* **Problem**: Copy every one of the lines below word for word, omitting the pictures.

------------------------------------------------------------------------

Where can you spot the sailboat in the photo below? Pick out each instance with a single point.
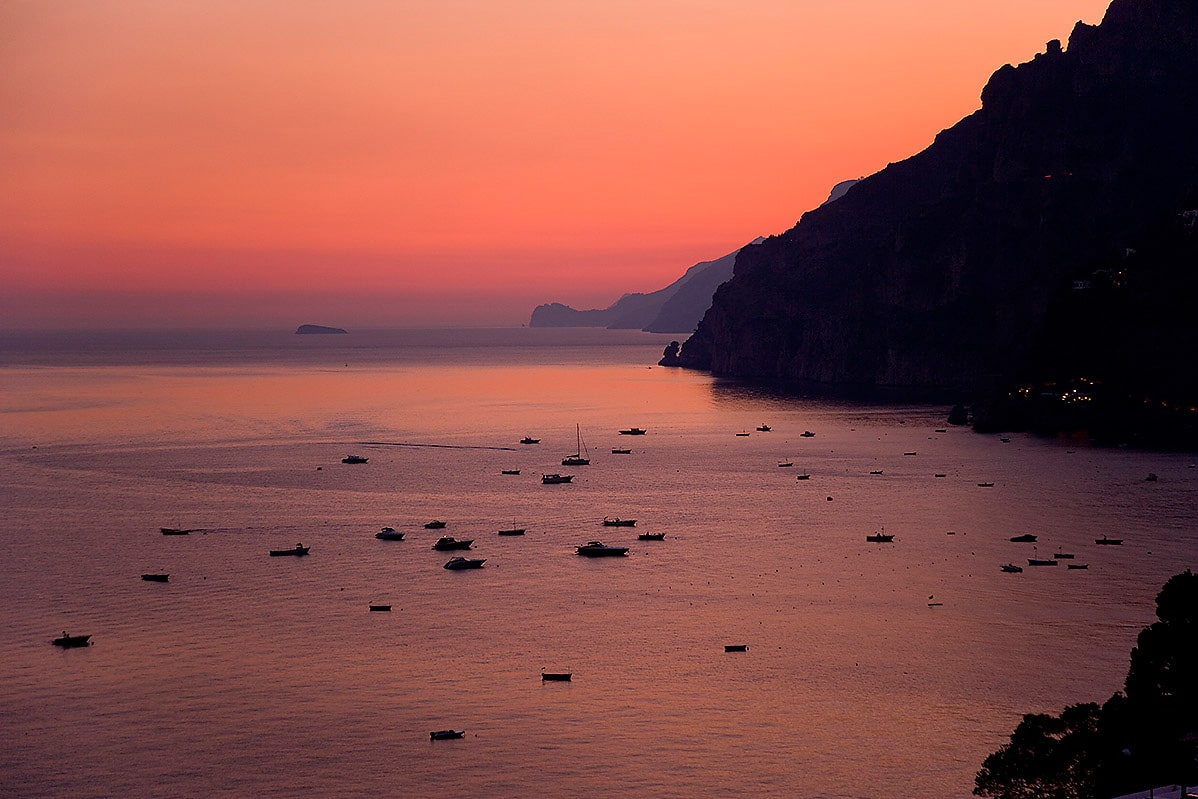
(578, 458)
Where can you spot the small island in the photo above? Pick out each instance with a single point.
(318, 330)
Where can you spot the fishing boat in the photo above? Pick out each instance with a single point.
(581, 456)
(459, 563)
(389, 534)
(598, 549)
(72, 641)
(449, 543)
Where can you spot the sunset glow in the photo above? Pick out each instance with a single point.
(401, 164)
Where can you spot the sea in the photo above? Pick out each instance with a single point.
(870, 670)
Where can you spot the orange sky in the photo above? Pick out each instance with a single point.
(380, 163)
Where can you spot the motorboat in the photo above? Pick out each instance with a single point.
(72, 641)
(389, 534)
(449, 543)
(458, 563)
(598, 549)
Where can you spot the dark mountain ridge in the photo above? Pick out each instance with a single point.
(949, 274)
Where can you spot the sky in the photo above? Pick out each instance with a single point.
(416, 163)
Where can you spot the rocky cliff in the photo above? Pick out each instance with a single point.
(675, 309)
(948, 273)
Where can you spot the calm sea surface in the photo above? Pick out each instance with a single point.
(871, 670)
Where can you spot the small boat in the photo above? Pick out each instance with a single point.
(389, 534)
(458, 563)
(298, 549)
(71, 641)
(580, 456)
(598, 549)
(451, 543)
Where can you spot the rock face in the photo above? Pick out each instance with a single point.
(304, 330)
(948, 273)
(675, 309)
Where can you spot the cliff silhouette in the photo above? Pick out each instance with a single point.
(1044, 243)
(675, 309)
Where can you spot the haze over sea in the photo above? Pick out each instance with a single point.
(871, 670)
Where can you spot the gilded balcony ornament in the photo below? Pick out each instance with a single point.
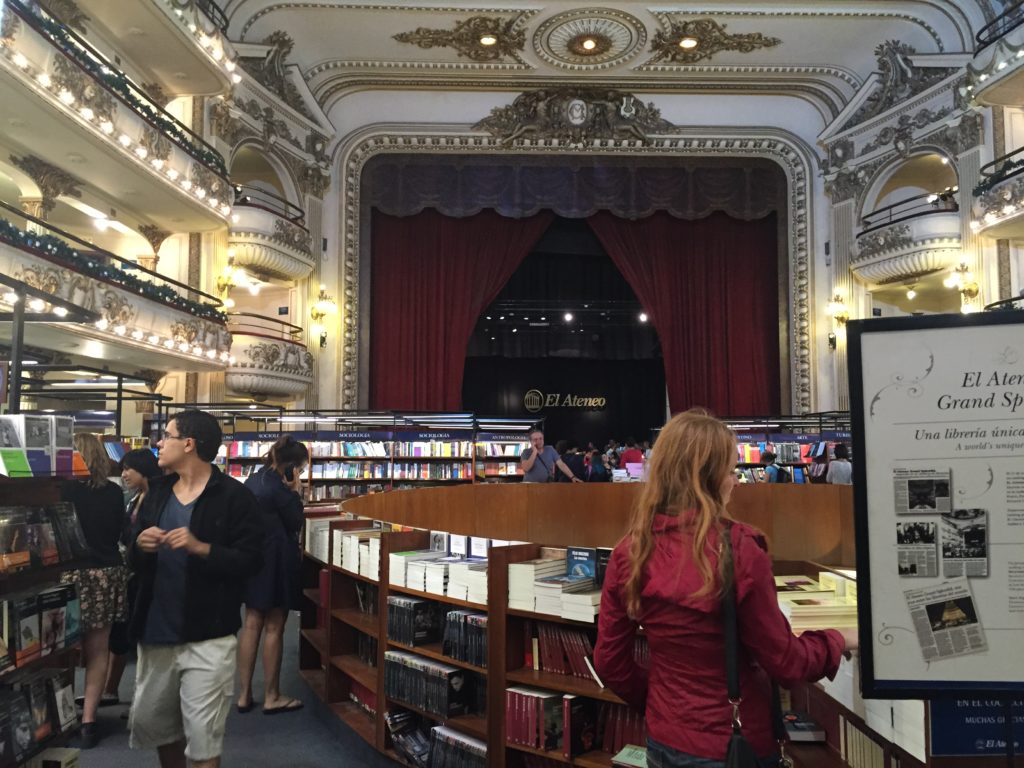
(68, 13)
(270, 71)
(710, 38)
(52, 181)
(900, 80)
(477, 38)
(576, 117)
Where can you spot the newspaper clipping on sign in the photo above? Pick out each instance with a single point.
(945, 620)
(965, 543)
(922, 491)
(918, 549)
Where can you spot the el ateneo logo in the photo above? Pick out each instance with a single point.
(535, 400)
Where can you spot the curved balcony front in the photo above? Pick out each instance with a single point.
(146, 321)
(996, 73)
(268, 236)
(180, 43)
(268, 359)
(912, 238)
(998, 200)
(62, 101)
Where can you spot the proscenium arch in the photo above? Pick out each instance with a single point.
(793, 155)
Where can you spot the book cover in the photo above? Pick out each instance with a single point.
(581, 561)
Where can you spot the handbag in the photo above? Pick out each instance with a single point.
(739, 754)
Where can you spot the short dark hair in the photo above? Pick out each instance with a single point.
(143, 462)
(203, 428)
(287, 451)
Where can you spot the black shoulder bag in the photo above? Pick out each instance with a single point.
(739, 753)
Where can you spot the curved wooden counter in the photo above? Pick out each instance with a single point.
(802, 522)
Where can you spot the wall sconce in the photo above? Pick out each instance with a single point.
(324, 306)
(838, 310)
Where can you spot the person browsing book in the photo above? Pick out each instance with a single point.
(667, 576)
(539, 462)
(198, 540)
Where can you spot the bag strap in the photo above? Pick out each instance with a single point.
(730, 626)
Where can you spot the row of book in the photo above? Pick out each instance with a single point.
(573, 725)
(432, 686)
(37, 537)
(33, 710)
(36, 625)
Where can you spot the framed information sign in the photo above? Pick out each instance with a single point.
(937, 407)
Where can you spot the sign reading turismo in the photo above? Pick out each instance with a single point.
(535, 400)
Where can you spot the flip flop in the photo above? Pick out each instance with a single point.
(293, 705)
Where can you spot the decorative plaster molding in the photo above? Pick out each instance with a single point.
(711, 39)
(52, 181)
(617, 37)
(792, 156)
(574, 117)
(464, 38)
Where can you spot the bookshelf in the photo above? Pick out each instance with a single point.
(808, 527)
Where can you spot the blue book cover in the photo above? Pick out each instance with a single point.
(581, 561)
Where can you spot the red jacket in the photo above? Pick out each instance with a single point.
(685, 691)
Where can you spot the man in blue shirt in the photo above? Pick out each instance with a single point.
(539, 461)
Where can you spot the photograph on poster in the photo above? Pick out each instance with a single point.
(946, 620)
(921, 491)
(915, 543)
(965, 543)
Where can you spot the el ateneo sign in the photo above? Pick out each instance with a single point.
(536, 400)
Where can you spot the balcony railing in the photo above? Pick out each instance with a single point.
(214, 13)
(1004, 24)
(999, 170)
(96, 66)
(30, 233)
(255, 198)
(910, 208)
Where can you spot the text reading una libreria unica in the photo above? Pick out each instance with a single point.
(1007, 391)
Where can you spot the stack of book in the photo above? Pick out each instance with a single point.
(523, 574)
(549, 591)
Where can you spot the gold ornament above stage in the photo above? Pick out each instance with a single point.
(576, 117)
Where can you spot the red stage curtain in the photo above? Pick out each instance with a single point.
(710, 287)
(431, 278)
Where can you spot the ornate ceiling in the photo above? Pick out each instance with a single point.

------------------------------------------------------------------------

* **Response**:
Where can you spot the sailboat in the photo below? Pick out each instance with a single point.
(578, 458)
Where can you spot the small island in the photo above? Pick out each instance with a single point.
(318, 330)
Where can you spot the fishing boat in the photo above? Pick out each instance with a single point.
(581, 456)
(459, 563)
(389, 534)
(598, 549)
(72, 641)
(449, 543)
Where can you spot the sunset glow in the photo above? Pick out each instance with a single point.
(401, 164)
Where can you spot the sea in the photo above? Pick out each instance with a single point.
(870, 670)
Where can you spot the orange sky in the photo above? Pick out each instance with a single point.
(380, 163)
Where can you spot the motorboat in the photo above? Pick out each instance with a single point.
(72, 641)
(389, 534)
(449, 543)
(458, 563)
(598, 549)
Where can you spot the dark mountain ridge in the photo above? Pick out each instance with a single point.
(949, 274)
Where can you spot the sky in the photo above? Pick out each instance with a single point.
(416, 163)
Where can you spot the rocky cliff in the photo above? Pick out each instance with a single point.
(675, 309)
(948, 273)
Where can you spot the calm sea surface in the photo above? Pick out each instance with a single point.
(871, 670)
Where can you spot the small boat in the photo above? Pick out each instance with a single point.
(389, 534)
(458, 563)
(298, 549)
(71, 641)
(580, 456)
(598, 549)
(451, 543)
Where can you spot the rock face in the photo above? Pick out each instance with a single point.
(304, 330)
(948, 273)
(675, 309)
Where can you spot the cliff silhouette in the photo above? Pick out each instance with a single point.
(1044, 243)
(675, 309)
Where can you spot the haze over sea in the photo above? Pick out each instance with a single point.
(871, 670)
Where can you spot the gilded balcony ornament in the photo below? Pick out each instance with a single point.
(68, 13)
(270, 71)
(710, 38)
(52, 181)
(900, 80)
(477, 38)
(576, 117)
Where can you spot the newspaper clipping on sign in the photo above? Pick out each instance with a single point.
(945, 620)
(965, 543)
(922, 491)
(918, 549)
Where can you spot the el ateneo logo in the photo above? Pick out each instance with a single point.
(535, 400)
Where can you spot the curved balcony front in the photo above? Pick out each instance with a single point.
(146, 321)
(996, 73)
(268, 236)
(180, 43)
(268, 359)
(912, 238)
(998, 200)
(62, 101)
Where can you spot the proscenium arch in the photo above? Pick out each instance with a single point.
(793, 155)
Where can you spot the book cover in the photo above? Pick out each instance with a single point.
(581, 561)
Where can you spot the handbag in the photo above? Pick out each instance with a single point.
(739, 754)
Where can you spot the short dark hair in the photo above? Pick out each instance with a single point.
(143, 462)
(203, 428)
(287, 451)
Where can you spot the black shoulder bag in the photo above? Pick out each instance with a single point.
(739, 753)
Where can you spot the curved wooden counter in the photo above? Pick out each instance with a single point.
(802, 522)
Where can you spot the wall sconce in the photo above? Pick out each instance with a single point.
(324, 306)
(838, 310)
Where can you spot the person browsing book in the photo above? Pick out each instance with a single point.
(667, 576)
(539, 462)
(198, 540)
Where can you spot the bag strap in the photo above? Pick out each instance with a single point.
(730, 626)
Where can you spot the row of book in the photo above? Pick out each instance with a single point.
(573, 725)
(432, 686)
(37, 537)
(33, 710)
(36, 625)
Where can you spot the framed information sign in the photo above? Pick out each instance with a single point.
(937, 407)
Where can you spot the sign reading turismo in the photo above? Pick out each instance with a single point.
(535, 400)
Where can you spot the flip flop in the photo above? Pick out each instance with a single point.
(293, 705)
Where can you spot the decorative plaster molding in the photo above? Pick out each instance with a single point.
(711, 39)
(52, 181)
(617, 37)
(792, 156)
(574, 117)
(464, 38)
Where can you spot the bookshelf in the photo above? Pick out each instance with a single point.
(808, 527)
Where can you spot the blue book cover in the photo above? Pick out each instance with a single point.
(581, 561)
Where can you spot the red jacket in the photo above? Pick out each instance with a single point.
(685, 691)
Where can you spot the man in blue shirt in the photo above? Pick out each instance with a single point.
(539, 461)
Where can you spot the photograph on poster in the photo above? Pick out each instance with a single point.
(946, 620)
(921, 491)
(915, 543)
(965, 543)
Where can you spot the el ateneo sign in the photo above? Pick out each instance with a single point.
(536, 400)
Where can you spot the balcony railing in the photo above? Pick out each instance with a single point.
(214, 13)
(1004, 24)
(999, 170)
(96, 66)
(30, 233)
(255, 198)
(910, 208)
Where can you spot the text reading una libreria unica in the photo above? Pick out each instance with a single point.
(1007, 391)
Where can you spot the stack of book in the photo above? Pick out each instance with a single point.
(523, 574)
(549, 591)
Where can you spot the gold ornament above stage in the photo above? Pick out each instance with a single point.
(576, 117)
Where can you spot the red stage curtain in the photo above? Pick out each instance with a single point.
(710, 287)
(431, 278)
Where can you spot the ornate ceiling in the photo above? Pick out each instance with a single point.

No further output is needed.